§ **Work item**
Across the records below, count every line that contains the string "positive", then report the count alone.
────────
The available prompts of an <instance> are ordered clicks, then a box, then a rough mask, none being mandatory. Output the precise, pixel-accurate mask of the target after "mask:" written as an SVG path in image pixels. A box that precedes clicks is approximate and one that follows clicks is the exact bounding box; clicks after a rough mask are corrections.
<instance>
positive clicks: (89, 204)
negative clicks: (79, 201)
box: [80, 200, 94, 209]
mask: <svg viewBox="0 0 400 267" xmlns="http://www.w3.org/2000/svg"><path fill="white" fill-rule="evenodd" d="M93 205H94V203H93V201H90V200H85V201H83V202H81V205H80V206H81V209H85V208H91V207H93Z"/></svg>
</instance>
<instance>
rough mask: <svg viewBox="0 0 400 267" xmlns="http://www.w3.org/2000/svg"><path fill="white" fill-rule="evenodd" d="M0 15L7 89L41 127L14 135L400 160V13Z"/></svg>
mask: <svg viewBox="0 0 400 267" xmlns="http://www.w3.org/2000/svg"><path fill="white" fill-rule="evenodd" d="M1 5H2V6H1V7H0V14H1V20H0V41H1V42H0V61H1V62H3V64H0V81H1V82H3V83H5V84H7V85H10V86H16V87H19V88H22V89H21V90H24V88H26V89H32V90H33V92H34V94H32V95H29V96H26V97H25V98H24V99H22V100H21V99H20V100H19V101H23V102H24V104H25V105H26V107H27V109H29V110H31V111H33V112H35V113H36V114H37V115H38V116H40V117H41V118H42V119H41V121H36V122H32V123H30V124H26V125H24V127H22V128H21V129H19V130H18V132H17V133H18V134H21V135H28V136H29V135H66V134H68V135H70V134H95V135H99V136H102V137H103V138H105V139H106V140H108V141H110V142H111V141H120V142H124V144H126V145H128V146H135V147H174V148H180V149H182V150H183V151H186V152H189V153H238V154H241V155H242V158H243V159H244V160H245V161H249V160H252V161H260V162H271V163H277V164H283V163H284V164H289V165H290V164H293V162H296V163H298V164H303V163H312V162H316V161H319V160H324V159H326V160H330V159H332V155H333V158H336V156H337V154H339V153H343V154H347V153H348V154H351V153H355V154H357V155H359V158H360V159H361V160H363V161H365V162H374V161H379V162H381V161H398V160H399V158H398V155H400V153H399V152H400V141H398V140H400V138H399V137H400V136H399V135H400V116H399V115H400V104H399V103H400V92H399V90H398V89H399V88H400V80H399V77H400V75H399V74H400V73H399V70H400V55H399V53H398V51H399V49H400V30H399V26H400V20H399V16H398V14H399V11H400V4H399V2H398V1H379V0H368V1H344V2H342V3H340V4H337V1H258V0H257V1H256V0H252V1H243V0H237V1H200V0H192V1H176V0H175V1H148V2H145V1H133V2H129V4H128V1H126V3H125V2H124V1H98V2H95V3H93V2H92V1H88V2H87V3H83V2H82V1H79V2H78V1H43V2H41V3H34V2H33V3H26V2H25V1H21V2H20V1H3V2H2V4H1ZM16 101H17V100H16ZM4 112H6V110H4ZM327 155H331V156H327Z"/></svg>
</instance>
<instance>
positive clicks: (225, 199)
────────
§ **Result of the task**
2